■ **Given instruction**
Output every line of the listing below without changes, leaving out the images.

(Dataset records)
* Begin *

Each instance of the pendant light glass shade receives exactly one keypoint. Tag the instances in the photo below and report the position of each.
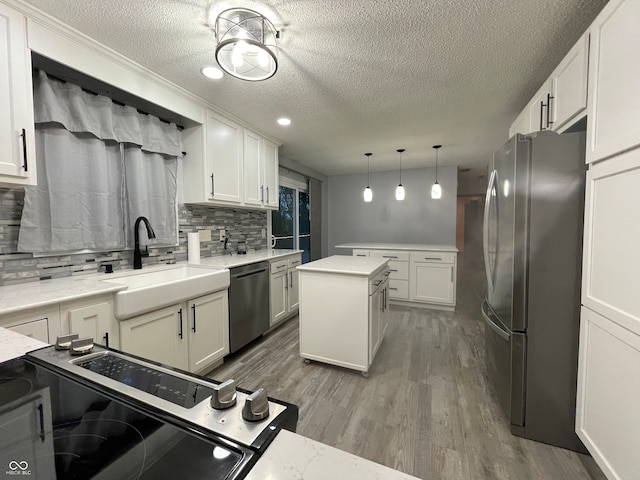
(247, 47)
(368, 193)
(400, 188)
(436, 190)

* End *

■ **Answer below**
Each instance of the pendant light glass shade receives exactly one keypoint. Tag the instances in the photo below and report the position of each.
(247, 47)
(368, 193)
(400, 188)
(436, 190)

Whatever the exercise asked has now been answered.